» Task requirements:
(1) List every variable that the palindrome tutorial declares with the type Node * inside the is_palindrome function.
(2) From the palindrome tutorial, reproduce the part that opens with the words containing "while (right != NULL) compares" and closes with "after the check.", substituting "one node at a time" for each occurrence of "node by node".

:: Extract

Check if Palindrome
A linked list is a palindrome if it reads the same forwards and backwards.
For example:
Palindrome:
HEAD -> [1] -> [2] -> [3] -> [2] -> [1] -> NULL
Not a palindrome:
HEAD -> [1] -> [2] -> [3] -> [4] -> [5] -> NULLThe Approach
Since we can't traverse a singly linked list backwards, the idea is to:
- Find the middle of the list using slow/fast pointers
- Reverse the second half of the list
- Compare both halves node by node
If all values match, then it's a palindrome.
Step 1: Find the middle using fast and slow pointers
s f
HEAD -> [1] -> [2] -> [3] -> [2] -> [1] -> NULL
^
middle
Step 2: Reverse the second half
HEAD -> [1] -> [2] -> [3] [1] -> [2] -> NULL
^
second half reversed
Step 3: Compare both halves
HEAD -> [1] -> [2] -> [3] [1] -> [2] -> NULL
^ ^
left right
Result: 1 == 1, 2 == 2, it's a Palindrome!In C
We already know how to reverse a linked list! So all that's left is to find the middle and split it in half.
// Returns true if the list is a palindrome
int is_palindrome(Node *head) {
if (head == NULL || head->next == NULL) {
return 1;
}
// Find the middle
Node *slow = head;
Node *fast = head;
while (fast != NULL && fast->next != NULL) {
slow = slow->next;
fast = fast->next->next;
}
// Reverse the second half
Node *second = reverse_list(slow);
Node *copy = second; // Keep a copy to restore later
// Compare both halves
Node *left = head;
Node *right = second;
int result = 1;
// Check until the right half is exhausted
while (right != NULL) {
if (left->data != right->data) {
result = 0;
break;
}
left = left->next;
right = right->next;
}
// Restore the list
reverse_list(copy);
return result;
}
// Usage
Node *head = NULL;
insert_at_tail(&head, 1);
insert_at_tail(&head, 2);
insert_at_tail(&head, 3);
insert_at_tail(&head, 2);
insert_at_tail(&head, 1);
if (is_palindrome(head)) {
printf("Palindrome!\n"); // Prints this
} else {
printf("Not a palindrome\n");
}Node *slow, *fast finds the middle using a slow and fast pointer (the same trick from cycle detection).
reverse_list(slow) reverses the second half of the list in place.
while (right != NULL) compares both halves node by node, stopping when the right half is exhausted.
reverse_list(copy) restores the list to its original order after the check.

::::
:: Provided material

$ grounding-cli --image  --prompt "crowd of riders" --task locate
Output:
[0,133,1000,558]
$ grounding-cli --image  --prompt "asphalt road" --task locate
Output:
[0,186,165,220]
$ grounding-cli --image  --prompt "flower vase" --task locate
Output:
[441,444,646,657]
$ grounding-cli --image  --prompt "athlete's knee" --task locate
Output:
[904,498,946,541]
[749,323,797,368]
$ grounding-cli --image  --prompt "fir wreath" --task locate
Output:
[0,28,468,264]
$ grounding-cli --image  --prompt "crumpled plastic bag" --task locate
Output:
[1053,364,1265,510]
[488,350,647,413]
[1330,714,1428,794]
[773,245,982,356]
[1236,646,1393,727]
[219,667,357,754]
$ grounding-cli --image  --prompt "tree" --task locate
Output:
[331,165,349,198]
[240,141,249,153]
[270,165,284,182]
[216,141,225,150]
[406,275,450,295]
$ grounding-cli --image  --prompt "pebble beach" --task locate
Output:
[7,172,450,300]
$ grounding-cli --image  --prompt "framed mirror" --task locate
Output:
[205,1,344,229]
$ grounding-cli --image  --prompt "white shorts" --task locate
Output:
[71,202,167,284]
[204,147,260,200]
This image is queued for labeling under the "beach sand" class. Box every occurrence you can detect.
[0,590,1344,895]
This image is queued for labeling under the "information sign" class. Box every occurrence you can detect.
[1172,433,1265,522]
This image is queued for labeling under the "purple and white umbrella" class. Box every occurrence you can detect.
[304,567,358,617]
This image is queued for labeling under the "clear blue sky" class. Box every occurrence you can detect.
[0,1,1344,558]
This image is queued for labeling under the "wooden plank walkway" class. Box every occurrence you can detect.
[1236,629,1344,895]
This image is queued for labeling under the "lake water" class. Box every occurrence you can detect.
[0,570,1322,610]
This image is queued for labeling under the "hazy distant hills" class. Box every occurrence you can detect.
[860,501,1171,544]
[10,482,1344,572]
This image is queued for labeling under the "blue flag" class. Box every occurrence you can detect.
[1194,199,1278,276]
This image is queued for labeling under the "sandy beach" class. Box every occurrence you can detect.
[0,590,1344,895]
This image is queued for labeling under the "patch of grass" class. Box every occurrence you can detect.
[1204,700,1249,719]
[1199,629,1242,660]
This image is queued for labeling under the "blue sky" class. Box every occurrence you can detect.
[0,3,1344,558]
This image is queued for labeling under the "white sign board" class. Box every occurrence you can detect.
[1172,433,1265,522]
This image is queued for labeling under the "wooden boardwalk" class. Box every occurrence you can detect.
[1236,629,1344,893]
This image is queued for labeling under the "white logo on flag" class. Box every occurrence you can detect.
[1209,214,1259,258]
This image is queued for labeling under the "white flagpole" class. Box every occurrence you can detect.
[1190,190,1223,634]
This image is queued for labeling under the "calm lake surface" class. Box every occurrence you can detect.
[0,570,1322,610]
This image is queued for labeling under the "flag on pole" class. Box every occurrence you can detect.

::::

» Answer set:
(1) slow, fast, second, copy, left, right

(2)
while (right != NULL) compares both halves one node at a time, stopping when the right half is exhausted.
reverse_list(copy) restores the list to its original order after the check.